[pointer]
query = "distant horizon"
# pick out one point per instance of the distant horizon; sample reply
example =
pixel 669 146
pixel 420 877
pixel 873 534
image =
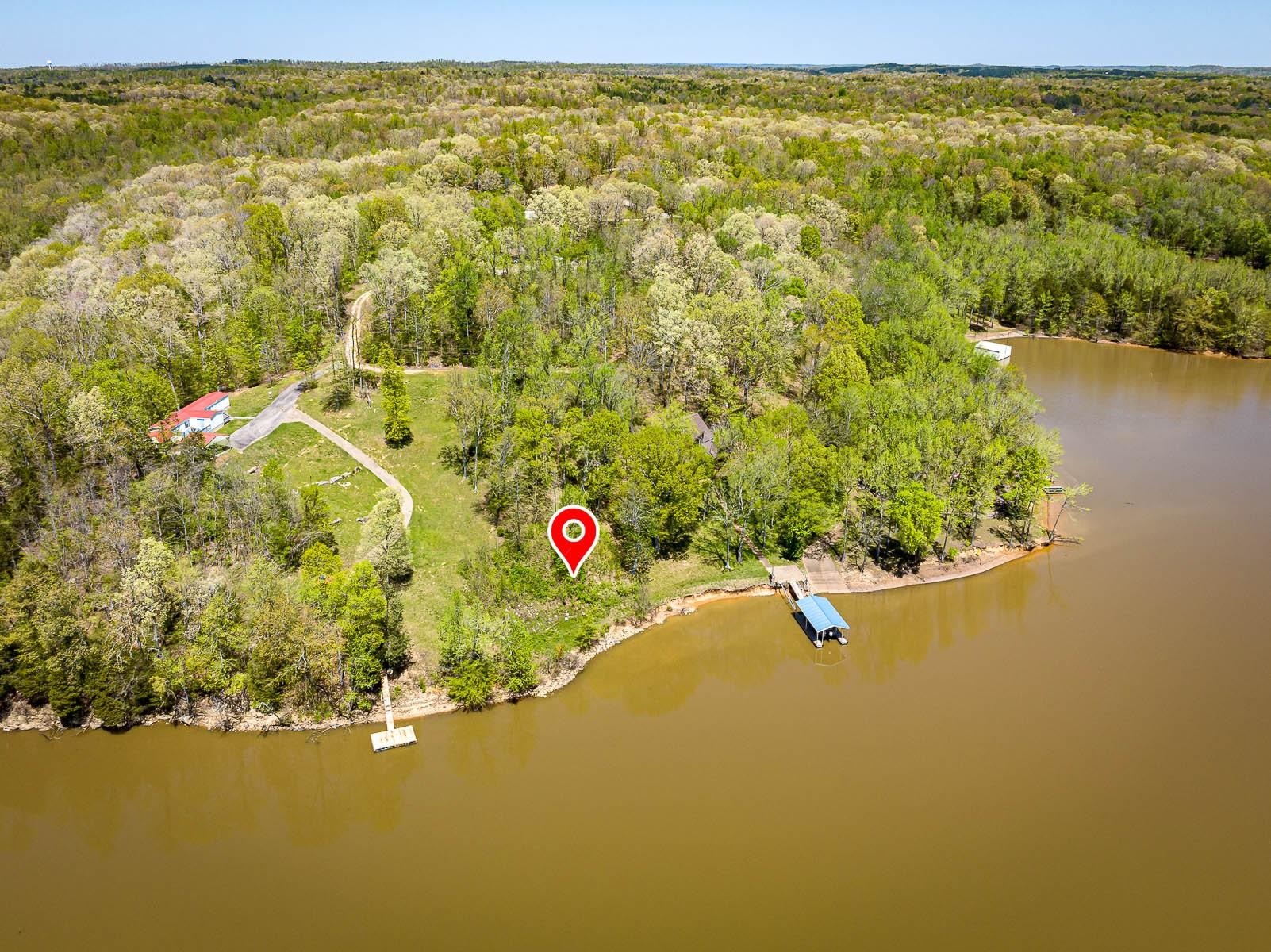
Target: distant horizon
pixel 1165 33
pixel 702 63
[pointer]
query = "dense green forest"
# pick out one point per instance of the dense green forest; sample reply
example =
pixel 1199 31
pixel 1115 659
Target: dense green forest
pixel 606 255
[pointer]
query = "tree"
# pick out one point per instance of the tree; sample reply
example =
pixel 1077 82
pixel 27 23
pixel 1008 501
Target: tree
pixel 363 622
pixel 266 234
pixel 810 242
pixel 384 540
pixel 660 478
pixel 396 401
pixel 914 515
pixel 341 392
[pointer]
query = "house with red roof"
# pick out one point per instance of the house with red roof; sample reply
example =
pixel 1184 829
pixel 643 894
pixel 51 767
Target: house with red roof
pixel 202 417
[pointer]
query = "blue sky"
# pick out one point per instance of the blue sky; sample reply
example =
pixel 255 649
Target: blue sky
pixel 1140 32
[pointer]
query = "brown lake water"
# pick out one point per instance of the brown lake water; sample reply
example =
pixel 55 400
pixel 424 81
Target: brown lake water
pixel 1070 751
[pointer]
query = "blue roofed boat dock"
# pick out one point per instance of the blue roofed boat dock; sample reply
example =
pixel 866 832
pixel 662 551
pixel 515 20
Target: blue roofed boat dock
pixel 820 620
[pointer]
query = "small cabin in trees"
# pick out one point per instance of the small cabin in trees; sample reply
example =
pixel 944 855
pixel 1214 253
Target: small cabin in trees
pixel 703 434
pixel 202 417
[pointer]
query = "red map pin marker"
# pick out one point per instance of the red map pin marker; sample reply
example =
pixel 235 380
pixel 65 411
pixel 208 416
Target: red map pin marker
pixel 574 552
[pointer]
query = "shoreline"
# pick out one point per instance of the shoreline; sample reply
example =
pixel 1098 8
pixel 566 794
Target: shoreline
pixel 1009 333
pixel 412 702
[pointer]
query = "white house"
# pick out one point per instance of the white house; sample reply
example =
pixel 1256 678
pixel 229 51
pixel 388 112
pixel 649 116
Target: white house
pixel 1000 352
pixel 205 416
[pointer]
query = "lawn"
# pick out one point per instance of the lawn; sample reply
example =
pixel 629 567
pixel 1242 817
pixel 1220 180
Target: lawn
pixel 696 572
pixel 308 458
pixel 447 527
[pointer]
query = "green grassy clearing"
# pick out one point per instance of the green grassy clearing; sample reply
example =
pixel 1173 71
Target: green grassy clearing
pixel 306 458
pixel 447 527
pixel 694 572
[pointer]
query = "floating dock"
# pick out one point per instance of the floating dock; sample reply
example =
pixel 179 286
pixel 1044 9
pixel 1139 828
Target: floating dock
pixel 821 622
pixel 393 736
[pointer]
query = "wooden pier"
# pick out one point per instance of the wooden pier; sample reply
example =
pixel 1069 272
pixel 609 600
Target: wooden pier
pixel 393 736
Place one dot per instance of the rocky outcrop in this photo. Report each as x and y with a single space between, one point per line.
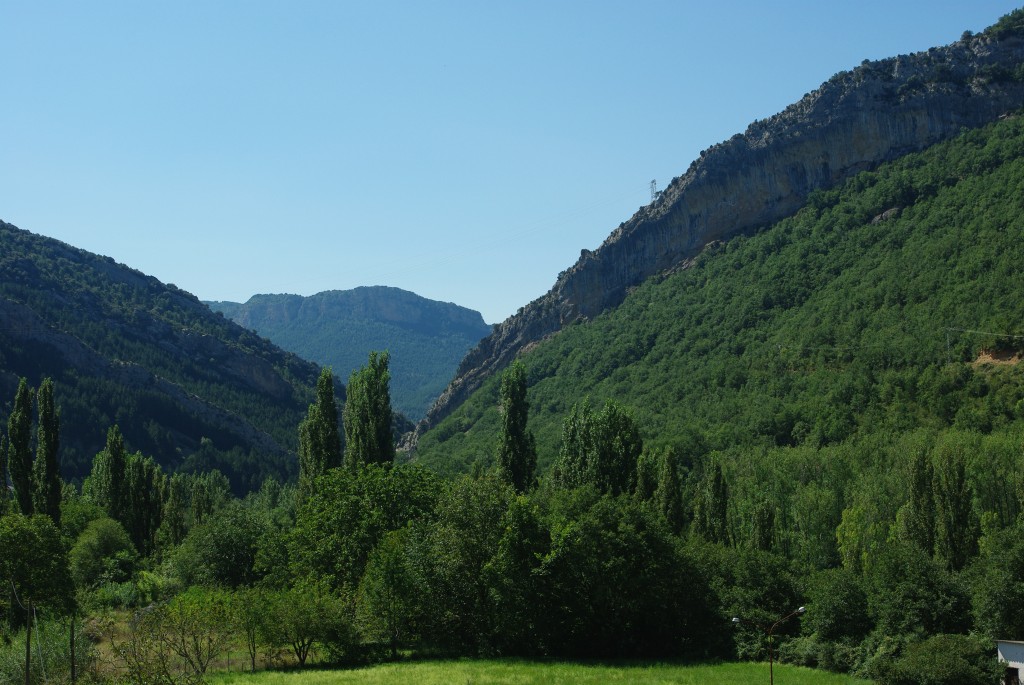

■ Exercise objective
Pictures are not part of the copy. Output only the lines from the one with "# pick out one point per instance of the wooden" through the final line of the records, exactly as given.

■ Result
# pick out one point per instance of the wooden pier; sample reply
example =
pixel 1069 272
pixel 609 600
Target: wooden pier
pixel 393 736
Place one dot per instance of the rocky outcrop in this photo. Report each as x and y with a single space between, one point per line.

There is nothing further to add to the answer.